_Task to carry out_. Repeat exactly, and only, the lines running from the one that holds "Exercise. Identify every instance of the flower stem" to the end of the records.

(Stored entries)

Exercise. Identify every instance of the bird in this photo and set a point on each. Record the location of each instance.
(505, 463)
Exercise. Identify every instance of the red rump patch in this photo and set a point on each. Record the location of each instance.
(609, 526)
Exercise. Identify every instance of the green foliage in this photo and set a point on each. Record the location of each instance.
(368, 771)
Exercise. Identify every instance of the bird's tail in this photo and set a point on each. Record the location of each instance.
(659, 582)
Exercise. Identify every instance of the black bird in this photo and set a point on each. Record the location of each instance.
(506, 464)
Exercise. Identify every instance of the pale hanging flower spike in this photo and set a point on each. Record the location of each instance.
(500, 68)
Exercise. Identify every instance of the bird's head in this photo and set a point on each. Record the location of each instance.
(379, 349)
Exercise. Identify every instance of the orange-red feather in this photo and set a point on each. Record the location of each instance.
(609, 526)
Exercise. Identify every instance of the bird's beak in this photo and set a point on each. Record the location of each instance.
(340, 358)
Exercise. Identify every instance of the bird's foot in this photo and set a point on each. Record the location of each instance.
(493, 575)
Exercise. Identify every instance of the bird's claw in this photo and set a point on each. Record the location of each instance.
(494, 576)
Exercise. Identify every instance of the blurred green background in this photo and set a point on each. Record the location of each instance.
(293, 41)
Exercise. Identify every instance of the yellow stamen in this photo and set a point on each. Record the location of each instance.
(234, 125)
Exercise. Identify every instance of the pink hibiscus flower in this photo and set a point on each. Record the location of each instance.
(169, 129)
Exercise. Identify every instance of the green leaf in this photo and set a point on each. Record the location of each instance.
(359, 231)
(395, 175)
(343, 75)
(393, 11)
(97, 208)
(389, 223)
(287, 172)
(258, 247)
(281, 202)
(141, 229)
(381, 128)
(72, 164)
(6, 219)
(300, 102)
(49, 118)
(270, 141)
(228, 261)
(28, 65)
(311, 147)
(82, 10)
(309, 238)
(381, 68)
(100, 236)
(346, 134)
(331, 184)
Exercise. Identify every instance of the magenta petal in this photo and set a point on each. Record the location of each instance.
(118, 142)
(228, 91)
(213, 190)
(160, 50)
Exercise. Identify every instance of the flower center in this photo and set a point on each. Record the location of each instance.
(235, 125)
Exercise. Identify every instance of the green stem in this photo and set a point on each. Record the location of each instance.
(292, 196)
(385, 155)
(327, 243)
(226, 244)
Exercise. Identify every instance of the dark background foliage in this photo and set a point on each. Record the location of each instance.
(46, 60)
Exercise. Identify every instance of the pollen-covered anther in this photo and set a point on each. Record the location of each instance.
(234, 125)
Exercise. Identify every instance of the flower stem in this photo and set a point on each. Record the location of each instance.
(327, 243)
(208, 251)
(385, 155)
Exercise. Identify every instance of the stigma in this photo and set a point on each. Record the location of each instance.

_Expected answer_.
Exercise. Identify every instance of the flower stem in this photo and set a point on each. Record the location of each instance.
(327, 243)
(208, 251)
(385, 155)
Exercise. Identify every instance of the stigma in this photo and set a point on each. Record the location of each instance.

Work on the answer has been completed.